┏━━

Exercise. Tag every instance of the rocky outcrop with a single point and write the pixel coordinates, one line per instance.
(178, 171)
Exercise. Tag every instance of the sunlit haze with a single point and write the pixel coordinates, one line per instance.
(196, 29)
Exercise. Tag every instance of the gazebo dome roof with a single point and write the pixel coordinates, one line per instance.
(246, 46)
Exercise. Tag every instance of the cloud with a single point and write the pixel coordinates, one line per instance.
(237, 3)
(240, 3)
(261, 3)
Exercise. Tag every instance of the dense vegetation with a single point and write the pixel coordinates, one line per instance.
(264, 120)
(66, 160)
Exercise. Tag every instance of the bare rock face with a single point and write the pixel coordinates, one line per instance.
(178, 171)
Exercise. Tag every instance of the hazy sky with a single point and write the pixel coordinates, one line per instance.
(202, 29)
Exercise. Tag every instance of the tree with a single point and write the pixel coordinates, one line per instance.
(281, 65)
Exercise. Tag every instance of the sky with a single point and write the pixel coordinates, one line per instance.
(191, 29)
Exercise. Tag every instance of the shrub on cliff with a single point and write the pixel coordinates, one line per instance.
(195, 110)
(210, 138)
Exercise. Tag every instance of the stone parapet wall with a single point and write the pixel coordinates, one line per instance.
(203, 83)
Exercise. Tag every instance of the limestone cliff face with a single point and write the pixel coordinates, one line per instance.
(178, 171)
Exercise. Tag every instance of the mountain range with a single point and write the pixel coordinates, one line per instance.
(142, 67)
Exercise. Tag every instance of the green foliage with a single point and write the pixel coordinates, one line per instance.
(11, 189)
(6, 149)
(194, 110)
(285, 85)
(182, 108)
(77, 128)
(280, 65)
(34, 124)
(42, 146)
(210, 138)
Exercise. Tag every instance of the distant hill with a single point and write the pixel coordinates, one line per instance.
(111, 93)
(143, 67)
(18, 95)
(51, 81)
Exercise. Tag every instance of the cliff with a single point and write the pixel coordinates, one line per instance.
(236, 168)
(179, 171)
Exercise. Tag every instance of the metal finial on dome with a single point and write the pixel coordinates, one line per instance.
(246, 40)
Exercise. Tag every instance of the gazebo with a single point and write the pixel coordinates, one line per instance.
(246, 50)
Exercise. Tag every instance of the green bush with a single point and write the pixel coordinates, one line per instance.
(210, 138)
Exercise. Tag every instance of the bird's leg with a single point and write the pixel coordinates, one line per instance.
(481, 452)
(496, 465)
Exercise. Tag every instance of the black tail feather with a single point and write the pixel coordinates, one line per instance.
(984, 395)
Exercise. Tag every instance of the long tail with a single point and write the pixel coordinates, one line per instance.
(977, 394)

┗━━

EXERCISE BRIEF: Each line of the material above needs to be quoted exactly, please.

CORRECT RESPONSE:
Exercise. Tag every instance of the rocky outcrop with a single point and write the pixel coordinates, one line per instance.
(178, 171)
Exercise. Tag every instance of the sunlit haze with a single point and write the pixel coordinates, one line per instance.
(196, 29)
Exercise. Tag every instance of the gazebo dome roof with a single point and write the pixel coordinates, one line per instance.
(246, 46)
Exercise. Tag every instance of the cloud with a single point and write the pixel coordinates, one line per instance.
(237, 3)
(240, 3)
(261, 3)
Exercise. Tag every instance of the dense vegetation with a single point and write the pixel coordinates, one line per instance.
(264, 120)
(66, 160)
Exercise. Tag every instance of the bare rock face with a single point and write the pixel coordinates, one line per instance.
(178, 171)
Exercise. Tag every instance of the hazy sky with a single point and write the pixel coordinates, one line per instance.
(202, 29)
Exercise. Tag every instance of the tree with a single point and write the pixel coordinates, one line per instance.
(281, 65)
Exercise. Tag every instance of the sky with a single point and write the pixel coordinates, one line per instance.
(191, 29)
Exercise. Tag every instance of the shrub on cliff with a single point and write the pixel coordinates, one line per instance.
(195, 110)
(210, 138)
Exercise. Tag every instance of the stone parapet wall with a single point and write the pixel coordinates, one line per instance.
(203, 83)
Exercise. Tag every instance of the limestone cliff face with a single point and write the pixel coordinates, one line per instance.
(178, 171)
Exercise. Tag every instance of the mountain range with a single point and write the pixel coordinates, one line per instance.
(142, 67)
Exercise. Tag every instance of the green foliage with a single point and write the pixel coordinates, one line per instance.
(11, 189)
(6, 149)
(194, 110)
(285, 85)
(182, 108)
(77, 128)
(280, 65)
(34, 124)
(42, 146)
(210, 138)
Exercise. Tag every instance of the distant hill with a single point and write the pixel coordinates, one line per instance.
(111, 93)
(143, 67)
(18, 95)
(51, 81)
Exercise. Tag every instance of the cliff with a single point and write the pixel coordinates, one line per instance.
(236, 168)
(179, 171)
Exercise. Tag every instance of the metal finial on dome with a single point and write the pixel coordinates, one line per instance.
(246, 40)
Exercise. Tag every instance of the gazebo with a single point and write the pixel coordinates, one line per instance.
(246, 50)
Exercise. Tag every instance of the green bush with a single point and write the pixel coordinates, one line per instance.
(210, 138)
Exercise. Tag every instance of the bird's leg with a single point and write the pixel coordinates, one line per instance.
(481, 452)
(496, 465)
Exercise. Tag every instance of the black tail feather with a single point and write the pixel coordinates, one line per instance.
(984, 395)
Exercise. Tag every instance of the long tail with a single point and write the pixel coordinates, one line per instance.
(977, 394)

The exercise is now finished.